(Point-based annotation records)
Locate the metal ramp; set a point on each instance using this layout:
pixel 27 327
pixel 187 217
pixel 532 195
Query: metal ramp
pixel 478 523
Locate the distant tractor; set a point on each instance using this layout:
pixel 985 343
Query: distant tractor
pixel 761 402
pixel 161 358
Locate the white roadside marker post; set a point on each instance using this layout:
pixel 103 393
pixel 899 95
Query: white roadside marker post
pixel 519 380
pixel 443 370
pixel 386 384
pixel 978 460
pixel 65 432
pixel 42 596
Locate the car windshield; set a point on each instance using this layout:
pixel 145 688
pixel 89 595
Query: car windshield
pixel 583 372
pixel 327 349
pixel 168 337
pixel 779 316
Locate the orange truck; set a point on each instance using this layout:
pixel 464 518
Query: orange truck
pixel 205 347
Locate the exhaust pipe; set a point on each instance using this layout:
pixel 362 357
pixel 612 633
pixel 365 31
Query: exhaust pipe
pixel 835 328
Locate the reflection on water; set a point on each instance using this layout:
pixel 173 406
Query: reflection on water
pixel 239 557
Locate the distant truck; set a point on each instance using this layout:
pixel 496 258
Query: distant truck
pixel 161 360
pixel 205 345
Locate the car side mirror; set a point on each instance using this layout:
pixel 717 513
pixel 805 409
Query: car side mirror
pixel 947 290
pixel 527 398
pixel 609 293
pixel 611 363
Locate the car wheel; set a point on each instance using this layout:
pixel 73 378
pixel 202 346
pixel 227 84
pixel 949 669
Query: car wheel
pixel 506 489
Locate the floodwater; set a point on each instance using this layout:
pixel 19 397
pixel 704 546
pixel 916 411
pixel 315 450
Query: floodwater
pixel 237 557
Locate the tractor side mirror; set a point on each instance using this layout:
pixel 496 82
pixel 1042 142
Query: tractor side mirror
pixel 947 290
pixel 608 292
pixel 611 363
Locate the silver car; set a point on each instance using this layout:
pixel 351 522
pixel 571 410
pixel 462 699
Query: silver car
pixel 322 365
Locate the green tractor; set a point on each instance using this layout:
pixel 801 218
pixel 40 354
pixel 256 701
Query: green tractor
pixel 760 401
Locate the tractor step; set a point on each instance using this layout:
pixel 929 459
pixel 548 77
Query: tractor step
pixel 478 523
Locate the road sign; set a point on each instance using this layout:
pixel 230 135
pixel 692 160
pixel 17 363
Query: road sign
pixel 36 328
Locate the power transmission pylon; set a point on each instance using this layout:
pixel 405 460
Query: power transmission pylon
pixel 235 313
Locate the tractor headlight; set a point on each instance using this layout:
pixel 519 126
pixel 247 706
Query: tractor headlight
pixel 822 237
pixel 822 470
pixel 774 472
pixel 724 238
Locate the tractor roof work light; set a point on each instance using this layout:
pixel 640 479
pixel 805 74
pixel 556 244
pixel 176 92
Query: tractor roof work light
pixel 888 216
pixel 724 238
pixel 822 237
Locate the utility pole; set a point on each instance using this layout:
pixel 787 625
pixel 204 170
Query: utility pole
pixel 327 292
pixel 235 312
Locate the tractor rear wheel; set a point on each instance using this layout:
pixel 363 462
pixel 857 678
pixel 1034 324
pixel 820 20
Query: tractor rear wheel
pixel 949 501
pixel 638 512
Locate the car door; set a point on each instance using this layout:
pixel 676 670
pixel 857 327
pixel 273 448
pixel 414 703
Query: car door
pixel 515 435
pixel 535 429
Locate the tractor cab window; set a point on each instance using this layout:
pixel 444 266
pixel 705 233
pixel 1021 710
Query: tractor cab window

**Short problem**
Please reproduce all of the records above word for word.

**Written answer**
Locate the metal ramp; set a point on each instance using this layout:
pixel 27 327
pixel 187 217
pixel 532 195
Query: metal ramp
pixel 478 523
Locate the distant tractor; set a point on each instance using this layout:
pixel 985 343
Query: distant tractor
pixel 761 402
pixel 161 358
Locate the white roadside marker post; set a point on each instance using this layout:
pixel 103 393
pixel 899 95
Query: white roadside marker post
pixel 519 380
pixel 443 370
pixel 386 384
pixel 978 460
pixel 65 432
pixel 42 596
Locate the car windshield; set a point on each instance using this layout:
pixel 145 688
pixel 89 595
Query: car windshield
pixel 583 372
pixel 327 349
pixel 168 337
pixel 779 316
Locate the orange truck; set a point on each instance using this layout:
pixel 464 518
Query: orange truck
pixel 205 347
Locate the exhaust pipe; set a point on each instance using this layout:
pixel 362 357
pixel 612 633
pixel 365 31
Query: exhaust pipe
pixel 835 328
Locate the reflection on water; set a point on each instance using this layout:
pixel 173 406
Query: reflection on water
pixel 239 557
Locate the distant truck; set a point on each instance using this layout:
pixel 496 258
Query: distant truck
pixel 161 360
pixel 205 345
Locate the car side mirror; set a point on each instance using this layout:
pixel 717 513
pixel 805 409
Query: car side mirror
pixel 947 290
pixel 527 398
pixel 609 293
pixel 611 363
Locate the car wheel; set a point on each instance using this layout:
pixel 73 378
pixel 202 346
pixel 227 84
pixel 949 669
Query: car wheel
pixel 506 489
Locate the floodwater; set a point on each instance using this layout:
pixel 19 397
pixel 704 546
pixel 916 411
pixel 315 450
Query: floodwater
pixel 237 557
Locate the tractor side mirror; set a point on each instance using this layout:
pixel 496 82
pixel 1042 142
Query: tractor side mirror
pixel 947 290
pixel 608 292
pixel 611 363
Locate the silver car; set a point on each instance using this layout:
pixel 351 522
pixel 571 410
pixel 462 699
Query: silver car
pixel 322 365
Locate the green tractor; set a point on each instance using this layout:
pixel 801 218
pixel 40 354
pixel 256 701
Query: green tractor
pixel 760 401
Locate the tractor step; set a point on each instance using this layout:
pixel 929 459
pixel 548 77
Query: tractor step
pixel 478 523
Locate the road sign; set a point on each instance using this layout:
pixel 230 135
pixel 692 160
pixel 17 363
Query: road sign
pixel 36 328
Locate the power transmission pylon; set a point on each instance using this layout:
pixel 405 460
Query: power transmission pylon
pixel 235 313
Locate the tractor headlight; set a point on each instance using this layout:
pixel 519 126
pixel 247 706
Query: tractor headlight
pixel 822 237
pixel 822 470
pixel 774 472
pixel 724 238
Locate the tractor roof work light; set a point on each instance using this layout:
pixel 640 479
pixel 805 74
pixel 556 244
pixel 176 92
Query: tractor roof work light
pixel 888 216
pixel 724 238
pixel 822 237
Locate the utility pole; set a point on each instance using this layout:
pixel 787 625
pixel 204 170
Query: utility pole
pixel 327 292
pixel 235 312
Locate the tractor rear wheel; set a point on each instance using this layout:
pixel 363 462
pixel 857 678
pixel 1034 324
pixel 820 20
Query: tractor rear wheel
pixel 949 501
pixel 638 512
Locate the car door; set a point on each instance using this layout:
pixel 676 670
pixel 857 327
pixel 273 448
pixel 414 703
Query: car door
pixel 515 435
pixel 535 429
Locate the tractor cab window; set a point on each instance using this layout:
pixel 444 266
pixel 705 233
pixel 1021 710
Query: tractor cab window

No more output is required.